++++ Text segment ++++

Each year, May 1st marks International Worker’s Day. It is recognized as a national holiday in fact, in more than 80 countries. In the year 2012, tens of thousands of people around the world are taking to the streets to make their voices heard, more perhaps than ever before on this day. Why so? Because as more and more people awaken, or at least look with conscious eyes at the state of the world, it is clear to see that something is gravely out of balance when it comes to work, money and business.
Amidst the global shift in consciousness, days like this are now being treated more seriously where people want to make their voices heard. Many marches, protests and even revolutions have been springing up around our planet, especially in these past few years. For example, the Occupy Wall Street movement mobilized many people and workers who have had enough of a system that is not serving the greater good. Since its inception, some have seen this movement as something long overdue, while others scorned the actions of this movement. Some saw the people involved as courageous renegades, while others saw them as lazy troublemakers.

++++

§ Tasks to perform:
**1)** In the passage on International Worker's Day, in how many countries is May 1st recognized as a national holiday?
**2)** Write out the part of the passage on International Worker's Day that starts at "Amidst the global" and ends at "as lazy troublemakers.", word for word.
The material after this point has no connection to the passage on International Worker's Day.

++++ Material provided ++++

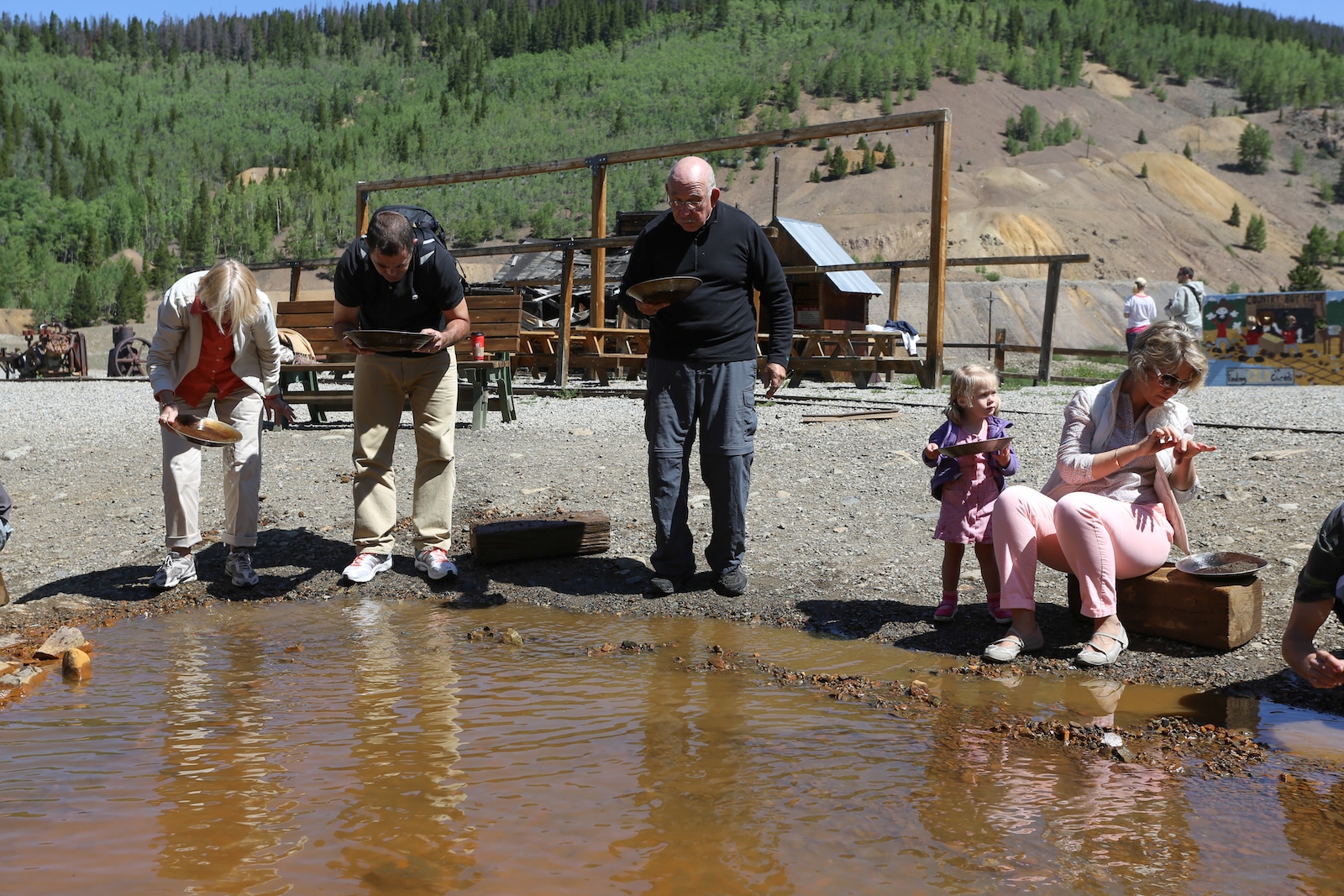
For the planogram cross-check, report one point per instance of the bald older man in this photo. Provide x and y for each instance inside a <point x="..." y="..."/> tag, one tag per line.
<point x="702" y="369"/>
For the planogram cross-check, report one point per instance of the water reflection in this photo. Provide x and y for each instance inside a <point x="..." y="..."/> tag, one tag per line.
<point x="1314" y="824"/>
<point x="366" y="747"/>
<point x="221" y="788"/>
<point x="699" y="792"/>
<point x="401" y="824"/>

++++
++++ Material provided ++++

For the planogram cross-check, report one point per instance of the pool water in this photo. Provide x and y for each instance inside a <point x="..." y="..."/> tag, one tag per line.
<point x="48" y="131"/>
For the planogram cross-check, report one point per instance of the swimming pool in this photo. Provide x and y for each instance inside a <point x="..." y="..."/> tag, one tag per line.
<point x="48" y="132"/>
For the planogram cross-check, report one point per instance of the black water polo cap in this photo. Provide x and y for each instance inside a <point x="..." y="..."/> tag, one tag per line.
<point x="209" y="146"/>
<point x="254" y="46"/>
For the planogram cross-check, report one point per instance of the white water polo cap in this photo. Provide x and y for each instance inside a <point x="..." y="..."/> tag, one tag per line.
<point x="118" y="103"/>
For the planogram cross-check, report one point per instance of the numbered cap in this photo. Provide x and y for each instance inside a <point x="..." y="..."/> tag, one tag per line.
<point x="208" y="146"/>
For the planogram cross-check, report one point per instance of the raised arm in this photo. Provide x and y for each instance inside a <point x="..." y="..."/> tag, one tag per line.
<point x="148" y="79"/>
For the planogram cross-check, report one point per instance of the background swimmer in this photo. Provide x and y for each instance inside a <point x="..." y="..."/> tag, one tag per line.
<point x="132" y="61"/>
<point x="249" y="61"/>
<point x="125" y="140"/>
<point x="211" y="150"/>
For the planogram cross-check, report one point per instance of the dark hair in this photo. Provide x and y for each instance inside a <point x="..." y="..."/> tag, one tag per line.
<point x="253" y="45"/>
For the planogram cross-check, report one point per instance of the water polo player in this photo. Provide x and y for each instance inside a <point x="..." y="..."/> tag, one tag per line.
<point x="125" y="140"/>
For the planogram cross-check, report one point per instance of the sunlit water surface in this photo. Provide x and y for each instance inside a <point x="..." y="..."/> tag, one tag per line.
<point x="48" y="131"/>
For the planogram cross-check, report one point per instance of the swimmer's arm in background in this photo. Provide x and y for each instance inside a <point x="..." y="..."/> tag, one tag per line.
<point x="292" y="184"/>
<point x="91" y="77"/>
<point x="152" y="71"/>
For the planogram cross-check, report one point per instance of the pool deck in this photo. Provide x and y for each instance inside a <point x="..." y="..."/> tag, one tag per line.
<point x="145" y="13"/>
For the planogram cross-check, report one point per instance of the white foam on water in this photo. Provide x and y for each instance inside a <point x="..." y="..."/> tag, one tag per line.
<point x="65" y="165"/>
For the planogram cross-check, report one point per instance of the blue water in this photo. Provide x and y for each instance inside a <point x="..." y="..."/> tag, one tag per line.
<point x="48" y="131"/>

++++

§ Problem solutions:
**1)** More than 80 countries.

**2)**
Amidst the global shift in consciousness, days like this are now being treated more seriously where people want to make their voices heard. Many marches, protests and even revolutions have been springing up around our planet, especially in these past few years. For example, the Occupy Wall Street movement mobilized many people and workers who have had enough of a system that is not serving the greater good. Since its inception, some have seen this movement as something long overdue, while others scorned the actions of this movement. Some saw the people involved as courageous renegades, while others saw them as lazy troublemakers.